# Gösterilen Metin

· · ·

Basin Bulten 10 Kasim 2017 – 18

Misafirimiz Begüm Ertuğrul’dan Teşekkür Mesajı

Geçen sene Toronto’ya gelişimin henüz 4.ayında, Sunay Akın’ın gösterisi için Isabel Bader
Theatre kapısına kadar gitmiş ancak içerisi dolduğundan girememiştim. Bu sene önlemimi aldım ve
başlamasından 45 dakika önce gösterinin gerçekleşeceği yere vardım. Hatta geç bile kalmış olduğumu
şaşırarak gördüm çünkü koltukların neredeyse tamamı dolmak üzereydi. Her defasında bu kadar ilgi
gören şey neydi? Merakla beklemeye koyuldum.

· · ·

# Veri Bölümü
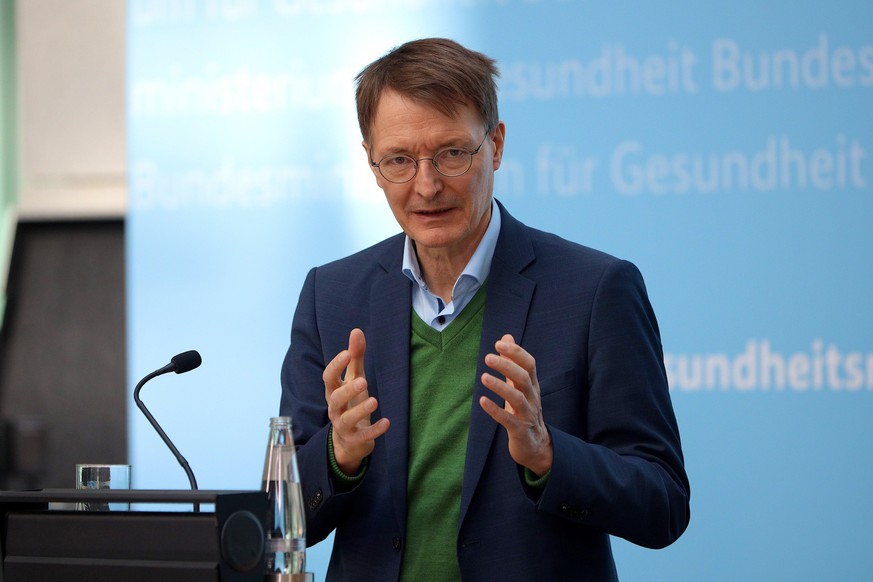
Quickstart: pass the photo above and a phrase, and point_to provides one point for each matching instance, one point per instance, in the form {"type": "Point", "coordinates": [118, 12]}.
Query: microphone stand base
{"type": "Point", "coordinates": [302, 577]}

· · ·

# Görevler
(a) Sunay Akın gösterisini anlatan teşekkür mesajına göre, yazar bu sene gösterinin yapılacağı yere başlamadan kaç dakika önce varmış?
(b) Sunay Akın gösterisini anlatan teşekkür mesajının devamını yazın.
Satırların bu metinle hiçbir ilgisi yok.

# Alıştırma Sonuçları
(a) 45 dakika önce.

(b)
İstiklal marşı ardından saygı duruşu ile Atatürk ve Çanakkale şehitlerimizi andığımız güzel bir
açılış izledik. Kilometrelerce uzakta yeniden yurdumda gibi hissettim bir an, hep birlikteydik ve aynı
türküleri geçmişimizin ortak acılarını ve anılarını birlikte yad ediyorduk. Sonrasında ise Sunay Akın’ın
sahneye çıkması ile birlikte duygularım başka bir noktaya taşındı. Türkiye’den binlerce kilometre
uzakta bize bizi anlattı, öyle ki başka bir ülkede hepimiz kendimizi yeniden tanımaya çalışırken kim
olduğumuzu hatırladık. Anlatmak ile anlattığın şeyle yüreğe dokunmak ayrı bir şey olsa gerek…
Yüreklerimize dokundu… İlk milli bisiklet sürücümüz Cavit Cav’ın ölümünde bile topluma ne denli
katkı sağlayarak hayata veda ettiğini, Kanuni Sultan Süleyman’ın ve ne denli çağının ötesinde
kanunlar koyduğunu ve “Kanuni” ismini aldığını, Muhsin Ertuğrul’u, Atilla İlhan’ı dinledik.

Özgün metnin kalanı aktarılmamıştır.